◆ Action item A ◆
Answer the following questions using the text on the Gram-negative bacteremia study.
(i) Over what period were patients eligible for the study?
(ii) Which committee approved the study?
(iii) Within how many hours of the blood cultures being drawn did the initial antibiotics have to be administered?
◆ Action item B ◆
Carry the text on the Gram-negative bacteremia study forward from its final sentence.

The most recent Surviving Sepsis Guidelines recommend empiric combination therapy targeting Gram‐negative bacteria, particularly for patients with known or suspected Pseudomonas infections, as a means to decrease the likelihood of administering inappropriate initial antimicrobial therapy.10 However, the selection of an antimicrobial regimen that is active against the causative pathogen(s) is problematic, as the treating physician usually does not know the susceptibilities of the pathogen(s) for the selected empiric antibiotics. Therefore, we performed a study with the main goal of determining whether resistance to the initially prescribed antimicrobial regimen was associated with clinical outcome in patients with severe sepsis attributed to Gram‐negative bacteremia.

Materials and Methods

Study Location and Patients

This study was conducted at a university‐affiliated, urban teaching hospital: Barnes‐Jewish Hospital (1200 beds). During a 6‐year period (January 2002 to December 2007), all hospitalized patients with a positive blood culture for Gram‐negative bacteria, with antimicrobial susceptibility testing performed for the blood isolate(s), were eligible for this investigation. This study was approved by the Washington University School of Medicine Human Studies Committee.

Study Design and Data Collection

A retrospective cohort study design was employed. Two investigators (J.A.D., R.M.R.) identified potential study patients by the presence of a positive blood culture for Pseudomonas aeruginosa, Acinetobacter species, or Enterobacteriaceae (Escherichia coli, Klebsiella species, Enterobacter species) combined with primary or secondary International Classification of Diseases (ICD‐9‐CM) codes indicative of acute organ dysfunction, at least two criteria from the systemic inflammatory response syndrome (SIRS),10 and initial antibiotic treatment with either cefepime, piperacillin‐tazobactam, or a carbapenem (imipenem or meropenem). These antimicrobials represent the primary agents employed for the treatment of Gram‐negative infections at Barnes‐Jewish Hospital during the study period, and had to be administered within 12 hours of having the subsequently positive blood cultures drawn. Based on the initial study database construction, 3 investigators (E.C.W., J.K., M.P.) merged patient‐specific data from the automated hospital medical records, microbiology database, and pharmacy database of Barnes‐Jewish Hospital to complete the clinical database under the auspices of the definitions described below.

◆ Extracted records ◆
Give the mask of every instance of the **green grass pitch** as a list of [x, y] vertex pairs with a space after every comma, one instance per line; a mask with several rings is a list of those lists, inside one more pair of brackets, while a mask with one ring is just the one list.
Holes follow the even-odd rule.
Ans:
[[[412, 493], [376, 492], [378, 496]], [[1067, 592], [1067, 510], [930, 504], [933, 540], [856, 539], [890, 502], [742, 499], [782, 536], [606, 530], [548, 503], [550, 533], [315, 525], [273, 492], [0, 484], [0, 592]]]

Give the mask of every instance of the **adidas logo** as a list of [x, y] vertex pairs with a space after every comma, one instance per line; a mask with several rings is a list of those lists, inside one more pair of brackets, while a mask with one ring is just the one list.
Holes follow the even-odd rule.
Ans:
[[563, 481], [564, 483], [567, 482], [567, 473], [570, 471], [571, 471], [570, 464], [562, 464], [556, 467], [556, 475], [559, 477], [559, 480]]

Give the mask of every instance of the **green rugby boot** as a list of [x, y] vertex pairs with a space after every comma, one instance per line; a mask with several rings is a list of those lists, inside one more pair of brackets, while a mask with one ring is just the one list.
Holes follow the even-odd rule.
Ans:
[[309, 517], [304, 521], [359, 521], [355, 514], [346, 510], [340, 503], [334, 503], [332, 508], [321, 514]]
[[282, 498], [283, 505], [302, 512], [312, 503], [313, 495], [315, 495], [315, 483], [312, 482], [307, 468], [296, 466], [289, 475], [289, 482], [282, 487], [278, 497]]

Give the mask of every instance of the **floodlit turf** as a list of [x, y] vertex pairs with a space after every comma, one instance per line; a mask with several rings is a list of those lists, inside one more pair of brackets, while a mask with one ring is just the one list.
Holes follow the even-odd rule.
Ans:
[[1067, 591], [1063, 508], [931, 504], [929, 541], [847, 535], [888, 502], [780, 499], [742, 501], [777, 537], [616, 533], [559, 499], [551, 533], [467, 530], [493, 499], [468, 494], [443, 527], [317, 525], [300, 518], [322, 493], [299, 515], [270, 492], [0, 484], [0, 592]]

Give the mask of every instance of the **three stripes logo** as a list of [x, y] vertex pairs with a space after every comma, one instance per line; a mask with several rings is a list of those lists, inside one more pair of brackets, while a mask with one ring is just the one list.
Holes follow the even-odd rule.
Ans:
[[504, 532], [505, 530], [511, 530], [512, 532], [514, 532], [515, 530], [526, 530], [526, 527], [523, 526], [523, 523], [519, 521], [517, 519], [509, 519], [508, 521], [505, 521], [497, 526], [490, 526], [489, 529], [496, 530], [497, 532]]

◆ Exercise result A ◆
(i) A 6-year period, from January 2002 to December 2007.
(ii) The Washington University School of Medicine Human Studies Committee.
(iii) Within 12 hours.

◆ Exercise result B ◆
The baseline characteristics collected by the study investigators included: age, gender, race, the presence of congestive heart failure, chronic obstructive pulmonary disease, diabetes mellitus, chronic liver disease, underlying malignancy, and end‐stage renal disease requiring renal replacement therapy. All cause hospital mortality was evaluated as the primary outcome variable. Secondary outcomes included acquired organ dysfunction and hospital length of stay. The Acute Physiology and Chronic Health Evaluation (APACHE) II11 and Charlson co‐morbidity scores were also calculated during the 24 hours after the positive blood cultures were drawn. This was done because we included patients with community‐acquired infections who only had clinical data available after blood cultures were drawn.


All definitions were selected prospectively as part of the original study design. Cases of Gram‐negative bacteremia were classified into mutually exclusive groups comprised of either community‐acquired or healthcare‐associated infection. Patients with healthcare‐associated bacteremia were categorized as community‐onset or hospital‐onset, as previously described.12 In brief, patients with healthcare‐associated community‐onset bacteremia had the positive culture obtained within the first 48 hours of hospital admission in combination with one or more of the following risk factors: (1) residence in a nursing home, rehabilitation hospital, or other long‐term nursing facility; (2) previous hospitalization within the immediately preceding 12 months; (3) receiving outpatient hemodialysis, peritoneal dialysis, wound care, or infusion therapy necessitating regular visits to a hospital‐based clinic; and (4) having an immune‐compromised state. Patients were classified as having healthcare‐associated hospital‐onset bacteremia when the culture was obtained 48 hours or more after admission. Community‐acquired bacteremia occurred in patients without healthcare risk factors and a positive blood culture within the first 48 hours of admission. Prior antibiotic exposure was defined as having occurred within the previous 30 days from the onset of severe sepsis.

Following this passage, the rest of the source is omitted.